What is required => Please pick up the passage about musicians' views on performing Mozart and carry it on past its final sentence.

Document text =>
Levin improvises cadenzas that are different in each performance and admits that his adventurous approach to improvising ornaments and cadenzas gives him a feeling that 'is a combination of elation and utter panic — and it never changes, it never gets easier. When I was younger, I would try to imagine a cadenza going in a certain direction, as if you are giving directions for somebody trying to find a place, but I would get on stage and then I would make the same mistakes as the person looking for the petrol station: they turn right, but take the wrong right. Things would go awry. But even Mozart, with his infinitely greater abilities, probably had to improvise the cadenza once in his life. I have to do it 50 times, so then you run the risk of repeating yourself. Even if you are resolutely dedicated to doing things differently, it takes an increasing amount of energy to bind things together in a way that sounds fresh'. Yet Levin remains enthusiastic about the rewards of this approach: 'Every time I do this, the audience is in a state of involvement and engagement which is rather different than when it is only about how persuasively you are pronouncing the written text.'

Mitsuko Uchida believes that 'Mozart's piano concertos are like operas in their sense of exposure and the way they hit the public. However introverted some of the movements may be, these are pieces written for public performances. Whereas the violin sonatas still retain the sense of an intimate and introverted world where you can be virtually alone. It is just a conversation between the violinist and you. So you can also have fun, and be able to joke and laugh about it'.

Sir Roger Norrington is 'fascinated with trying to find out how to play Mozart in a suitable manner, in a way that comes from Handel and Bach rather than from Wagner and Brahms. I've always tried to perform his pieces so that if Mozart came into the room and stood at the back, he might like what he heard — and that he would have recognised it!' Norrington cites his pioneering EMI recordings of Don Giovanni and Die Zauberflöte as examples of how 'we realised the fundamental importance of dance rhythms and forms in Mozart's music, which all came from the Baroque.' Sir John Eliot Gardiner agrees: 'Mozart is the culmination of all the music I cherish from the 17th and 18th centuries. I see him very much in that light, rather than as the precursor of the more glamorous music of the 19th century.'

The historically informed performance of Mozart's music on period instruments was pioneered by Nikolaus Harnoncourt, who remarks: 'I played Mozart as a cellist from childhood on. Then my estimation of his music as unique came as an orchestral musician in the 1950s. But then it became a kind of anger, or hate, about the way it was performed. This was finally the reason why I left the Vienna Philharmonic Orchestra in 1969. Although my estimation of Mozart did not change, maybe the approach changed a little bit.' Harnoncourt insists that Mozart 'always writes dramatic music. Whether it is a violin sonata, piano sonata or his early symphonies, I can always see different persons, different discussions. He always wrote operas. When I perform especially the Salzburg works, I always emphasise this view'.

Data block =>
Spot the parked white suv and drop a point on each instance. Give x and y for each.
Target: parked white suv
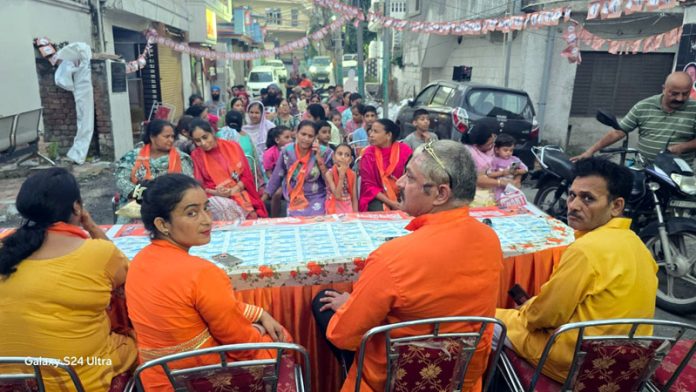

Reply to the exercise =>
A stimulating blend of the modern- and period-instrument worlds has been developed by Sir Charles Mackerras, who acknowledges that 'it has been very revealing to me how the instruments that Mozart knew affect the tempo. Also the lengths of notes — this can often make a huge difference, with shorter notes fading much quicker with period instruments. Even when holding out a long note, it still dies much quicker. Both of those things have really affected my view of how Mozart should be played'. Mackerras often uses period trumpets, horns and timpani when performing Mozart with modern-instrument groups. 'I used to notice that during Mozart and Beethoven performances the trumpets always sounded too loud or too soft. If they played with sufficient bite they overpowered everything; but if played softer then they lacked the particular energy that was needed. I immediately noticed when I started working with period instruments that natural trumpets can play as loud as they can to get the energy but it doesn't overpower everything else.' Where once upon a time the modern-instrument world regarded the early music movement with suspicion, Mackerras reports that 'nowadays players in symphony orchestras with whom I do Mozart are all most willing to try using natural trumpets'.

Divine Intervention

It is peculiar that Mozart is beloved by choirs all over the world when his fame as a composer of choral music rests squarely on two unfinished works, dating from each end of his years in Vienna. Mozart started work on his great C minor Mass sometime between his marriage to Constanze Weber at St Stephen's Cathedral on August 4, 1782, and writing to his father on January 4, 1783, that 'there is the score of half a Mass, which is lying on my desk in the best of hopes'. The ornate blend of Italianate operatic solos and Handelian fugues in the C minor Mass were contrary to Joseph II's restrictions on musical performances in the Viennese Church. Mozart probably abandoned work on it when he realised it would never be performed in Vienna, although much of the music was recycled with Italian words in the oratorio Davide penitente.

The Emperor's preference for simplicity in liturgy prevented Mozart from completing any large-scale church music during his finest years. That lack of opportunities to compose ambitious choral works is probably one of the reasons he accepted an anonymous commission to compose a Requiem Mass. Scholars have established that the commission came from Count Walsegg-Stuppach, a fellow freemason whose wife had died on February 14, 1791. Before embarking on the Requiem, Mozart had to complete Die Zaubeflöte and was further distracted by an invitation to compose La clemenza di Tito to celebrate the coronation of Emperor Leopold II as King of Bohemia.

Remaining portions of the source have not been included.